_What to work on_.
Down to the last line, output the records below exactly.

Point-per-instance localization data
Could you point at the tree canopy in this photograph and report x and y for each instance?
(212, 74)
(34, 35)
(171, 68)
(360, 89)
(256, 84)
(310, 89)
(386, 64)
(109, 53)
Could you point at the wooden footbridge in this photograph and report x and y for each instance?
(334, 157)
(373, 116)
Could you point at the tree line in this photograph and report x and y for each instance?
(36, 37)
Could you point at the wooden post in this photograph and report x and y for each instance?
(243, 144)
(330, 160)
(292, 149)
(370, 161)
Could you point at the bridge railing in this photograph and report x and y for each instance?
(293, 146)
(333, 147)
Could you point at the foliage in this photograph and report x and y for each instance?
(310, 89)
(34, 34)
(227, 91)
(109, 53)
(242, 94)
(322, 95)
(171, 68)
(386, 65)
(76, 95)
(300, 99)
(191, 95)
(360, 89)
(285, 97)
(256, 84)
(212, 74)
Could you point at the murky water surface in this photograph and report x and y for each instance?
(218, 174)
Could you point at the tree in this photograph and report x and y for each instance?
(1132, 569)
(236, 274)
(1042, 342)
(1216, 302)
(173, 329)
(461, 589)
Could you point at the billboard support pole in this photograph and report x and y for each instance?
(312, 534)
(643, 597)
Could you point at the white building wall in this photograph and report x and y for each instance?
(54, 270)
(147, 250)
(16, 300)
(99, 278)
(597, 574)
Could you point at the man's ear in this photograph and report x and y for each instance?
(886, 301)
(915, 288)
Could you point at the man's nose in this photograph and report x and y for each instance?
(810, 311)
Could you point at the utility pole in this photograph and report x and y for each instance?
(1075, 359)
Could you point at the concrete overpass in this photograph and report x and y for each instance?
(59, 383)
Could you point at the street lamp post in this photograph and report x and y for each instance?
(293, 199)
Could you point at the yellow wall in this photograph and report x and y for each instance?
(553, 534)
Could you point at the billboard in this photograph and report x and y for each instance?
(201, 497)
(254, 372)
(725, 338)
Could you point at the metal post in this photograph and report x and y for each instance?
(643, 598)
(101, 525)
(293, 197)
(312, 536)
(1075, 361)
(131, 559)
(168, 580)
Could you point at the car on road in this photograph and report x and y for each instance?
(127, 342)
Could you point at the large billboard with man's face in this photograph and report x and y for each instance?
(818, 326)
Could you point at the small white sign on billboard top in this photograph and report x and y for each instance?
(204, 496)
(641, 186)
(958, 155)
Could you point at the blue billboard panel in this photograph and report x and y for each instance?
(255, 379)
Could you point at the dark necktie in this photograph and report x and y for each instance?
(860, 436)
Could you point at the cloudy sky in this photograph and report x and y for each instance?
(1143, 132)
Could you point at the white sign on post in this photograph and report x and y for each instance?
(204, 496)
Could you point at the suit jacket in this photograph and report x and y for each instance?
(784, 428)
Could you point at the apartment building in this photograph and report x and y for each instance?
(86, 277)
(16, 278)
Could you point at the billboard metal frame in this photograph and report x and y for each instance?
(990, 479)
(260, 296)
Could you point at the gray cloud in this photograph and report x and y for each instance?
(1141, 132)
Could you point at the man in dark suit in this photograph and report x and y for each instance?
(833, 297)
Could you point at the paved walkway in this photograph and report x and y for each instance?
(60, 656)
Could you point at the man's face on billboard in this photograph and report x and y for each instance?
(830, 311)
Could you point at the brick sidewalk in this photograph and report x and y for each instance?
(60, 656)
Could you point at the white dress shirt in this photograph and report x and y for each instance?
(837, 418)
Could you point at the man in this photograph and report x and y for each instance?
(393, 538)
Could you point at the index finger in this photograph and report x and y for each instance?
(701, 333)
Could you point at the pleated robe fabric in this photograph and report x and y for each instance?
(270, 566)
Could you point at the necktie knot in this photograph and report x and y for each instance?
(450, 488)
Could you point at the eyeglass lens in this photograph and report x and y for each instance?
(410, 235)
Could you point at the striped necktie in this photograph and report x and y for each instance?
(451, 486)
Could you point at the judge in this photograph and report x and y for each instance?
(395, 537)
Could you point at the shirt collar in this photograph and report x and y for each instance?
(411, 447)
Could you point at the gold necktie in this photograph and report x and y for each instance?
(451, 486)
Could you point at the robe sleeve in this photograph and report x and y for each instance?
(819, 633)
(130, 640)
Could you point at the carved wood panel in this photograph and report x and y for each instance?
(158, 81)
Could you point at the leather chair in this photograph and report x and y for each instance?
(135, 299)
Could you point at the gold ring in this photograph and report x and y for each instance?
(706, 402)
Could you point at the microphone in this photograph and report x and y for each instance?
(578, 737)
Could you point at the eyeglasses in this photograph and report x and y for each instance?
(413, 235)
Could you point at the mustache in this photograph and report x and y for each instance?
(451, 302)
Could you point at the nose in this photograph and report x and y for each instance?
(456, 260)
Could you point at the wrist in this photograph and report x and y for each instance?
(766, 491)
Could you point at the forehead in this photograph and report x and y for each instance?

_Exercise response_.
Could you point at the tree canopy in this photograph and report x and y for each instance?
(212, 74)
(34, 35)
(171, 68)
(360, 89)
(256, 84)
(310, 89)
(386, 64)
(109, 53)
Could you point at the wooden footbridge in this photograph and report x and y for each instance?
(334, 157)
(373, 116)
Could you point at the tree line in this photograph and report x and y for each instance?
(36, 37)
Could you point at the wooden post in this photograph and report x and y for each instance?
(243, 144)
(330, 160)
(292, 149)
(370, 161)
Could you point at the bridge railing in this photograph and report x and y for each instance?
(293, 146)
(333, 147)
Could you point at the foliage in this photograph and report x and y for each instance?
(310, 89)
(34, 34)
(227, 91)
(109, 53)
(242, 94)
(322, 95)
(171, 68)
(386, 65)
(76, 95)
(300, 99)
(191, 95)
(360, 89)
(285, 97)
(256, 84)
(212, 74)
Could you point at the murky water surface in this photograph and report x and y for each instance?
(218, 174)
Could you point at the tree in this photograph and report x and y for each instance?
(1132, 569)
(236, 274)
(1042, 342)
(1216, 302)
(173, 329)
(461, 589)
Could you point at the billboard support pole in this photograph and report x and y for each instance?
(312, 534)
(643, 597)
Could you point at the white building wall in this photograph and report x and y for each instance?
(54, 270)
(147, 250)
(16, 300)
(99, 278)
(597, 574)
Could you point at the man's ear in this photograph and report x and y for each instance?
(886, 301)
(915, 288)
Could you point at the man's nose in this photograph and report x and y for each instance?
(810, 311)
Could you point at the utility pole in this photograph and report x and y for each instance?
(1075, 359)
Could you point at the concrete overpass in this photograph and report x and y for each instance?
(59, 383)
Could you point at the street lamp post in this photograph and report x and y for each instance?
(293, 199)
Could you point at the yellow wall in this photograph and report x and y for each instance?
(553, 534)
Could you point at the billboard in this photograph and report x and y for each instance?
(201, 497)
(254, 372)
(725, 338)
Could you point at the metal post in this photograph and report x and y for each instance?
(643, 598)
(101, 525)
(293, 197)
(312, 536)
(1075, 361)
(131, 559)
(168, 580)
Could you point at the car on road in this photograph and report x and y for each instance?
(127, 342)
Could you point at the large billboard with man's face in this photograph and report x and y for each instance?
(818, 326)
Could you point at the small white sign on billboard top in this photograph and report x and y for each instance?
(204, 496)
(641, 186)
(958, 155)
Could you point at the blue billboard panel in this photograph and report x and y for each instance?
(255, 379)
Could you point at the dark necktie in this photograph and report x and y for each instance?
(860, 436)
Could you point at the cloudy sky in this photograph and report x and y for each instance?
(1143, 132)
Could you point at the white sign on post in this photograph and report x and y for each instance?
(204, 496)
Could you point at the suit jacket in this photograph and report x and y for each instance?
(784, 428)
Could you point at the apartment building in this photograph and report x and y for each instance?
(86, 277)
(16, 278)
Could you point at the billboard metal frame in this photograph and report x and y for each instance?
(990, 479)
(260, 296)
Could you point at the gray cloud in this photograph and report x and y for each instance?
(1141, 132)
Could you point at the man in dark suit in this photograph and report x and y for each instance?
(833, 297)
Could you point at the paved walkway in this photograph and report x and y for each instance?
(60, 656)
Could you point at the man's face on billboard in this photograph and report x and y for each instance?
(830, 311)
Could you point at the brick sidewalk in this photograph and report x and y for each instance?
(60, 656)
Could you point at the white dress shirt in this photograph and report x and y for each instance?
(837, 418)
Could you point at the man in this photograph and report x and y for each instance?
(393, 538)
Could you point at the index finger in this photograph and report x and y for each instance?
(701, 333)
Could you point at the pleated robe fabric in this photograph and report x and y for each instance?
(270, 566)
Could you point at the necktie knot in this photograph and report x and y for each instance?
(450, 488)
Could you point at the eyeglass lens in this photograph and report x and y for each instance?
(410, 235)
Could you point at the striped necktie in this photograph and report x and y for each instance?
(451, 486)
Could you point at the judge in this photograph and report x and y for each instance?
(395, 537)
Could you point at the shirt collar in this photograph and report x and y for each instance?
(411, 447)
Could you point at the gold necktie in this photograph and report x and y for each instance?
(451, 486)
Could you point at the robe sleeve in this photograph and report x and y for each instance?
(819, 633)
(130, 640)
Could you point at the carved wood panel in this photograph and report x and y for each instance?
(158, 81)
Could you point at the leather chair in this photograph and report x and y for each instance?
(135, 299)
Could you point at the gold ring in this photograph and report x and y for each instance?
(706, 402)
Could you point at the microphone in this photograph and report x and y for each instance?
(578, 737)
Could you point at the eyeglasses in this photograph and report x and y for each instance?
(413, 235)
Could you point at the mustache in this photograph and report x and y for each instance?
(451, 302)
Could you point at the nose in this photograph and report x and y for each instance?
(456, 260)
Could you point at the wrist in this photograph and report x and y for each instance?
(766, 491)
Could you point at the forehead in this photograph and report x and y for each instance?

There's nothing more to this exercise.